| The problem |
Every record below must come back exactly as written, with the images dropped.

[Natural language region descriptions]
::::

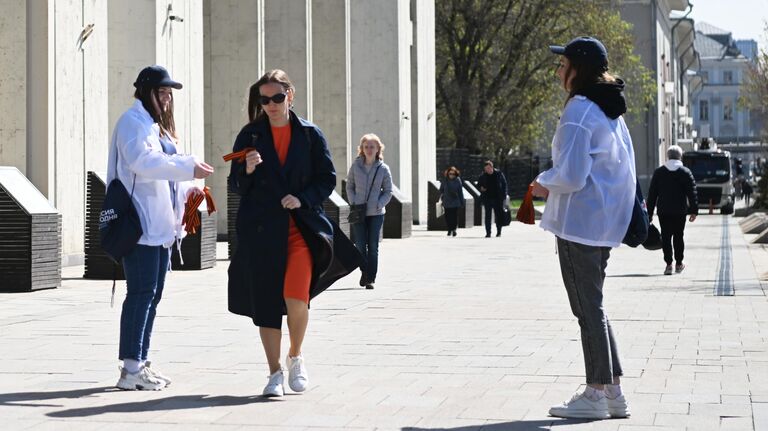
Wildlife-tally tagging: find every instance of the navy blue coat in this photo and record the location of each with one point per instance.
(257, 269)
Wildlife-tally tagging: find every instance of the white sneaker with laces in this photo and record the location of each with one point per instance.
(142, 381)
(618, 407)
(274, 386)
(157, 374)
(580, 406)
(298, 379)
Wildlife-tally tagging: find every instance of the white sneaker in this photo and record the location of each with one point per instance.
(142, 381)
(298, 379)
(274, 386)
(157, 374)
(618, 407)
(580, 406)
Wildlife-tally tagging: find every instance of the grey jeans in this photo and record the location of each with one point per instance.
(583, 270)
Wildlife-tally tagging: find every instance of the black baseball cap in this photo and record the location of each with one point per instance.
(583, 49)
(155, 76)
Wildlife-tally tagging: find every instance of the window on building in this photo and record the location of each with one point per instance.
(728, 110)
(704, 110)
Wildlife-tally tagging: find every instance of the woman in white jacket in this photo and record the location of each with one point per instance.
(590, 194)
(143, 155)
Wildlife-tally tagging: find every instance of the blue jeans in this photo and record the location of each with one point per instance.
(145, 269)
(366, 236)
(493, 207)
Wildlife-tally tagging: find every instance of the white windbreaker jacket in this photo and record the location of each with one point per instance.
(592, 181)
(137, 140)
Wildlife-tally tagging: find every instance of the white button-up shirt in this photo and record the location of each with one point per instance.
(137, 140)
(592, 182)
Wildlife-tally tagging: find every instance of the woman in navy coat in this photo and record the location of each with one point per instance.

::::

| Reply to the exercise |
Wildlife-tally tagging: find every instance of the navy blue coat in this photo and record the location of each with one point per instance.
(257, 269)
Wildlife-tally tagging: find every instance of the white sneaker with laces in this photo and record the location of each with one point per instance.
(142, 381)
(618, 407)
(274, 386)
(157, 374)
(580, 406)
(298, 379)
Wildlife-tally tagging: find every instance of the white sneaker in this photo and record the location of each with one point per instance.
(142, 381)
(298, 379)
(274, 386)
(157, 374)
(618, 407)
(580, 406)
Wildlife-tally tagging: find every instance of the grey jeans in this photo and record the location of each with one point per instance.
(583, 270)
Wildlife-tally tagging: find every instance of the black baseball cap in this photo and record the location of each with one point per instance.
(583, 49)
(155, 76)
Wildlife-tally tagging: find every instance of the window on building in this photo and record the location of each with one point per instance.
(728, 110)
(704, 110)
Wildlife-tally tagging: find every instance of the woman in white jacket in this photo and record the location of each with one point per instance.
(590, 194)
(143, 155)
Wildlife-tally tagging: find every instance of the blue jeans in this photo and record the location of each with one point per instance.
(145, 269)
(366, 236)
(493, 207)
Wildlife-tally tagging: find every instance of the white windbreaker jacket in this photo and record the location of each with one point per instance.
(592, 181)
(137, 140)
Wildlife-tally tagging: find every instance of the white button-up shirt in this photo and record the location of each with one point per instance.
(137, 140)
(592, 182)
Wildlife-tally tagging: find every instance of the woman in navy coat in this photo and record the location of each with one point per instance.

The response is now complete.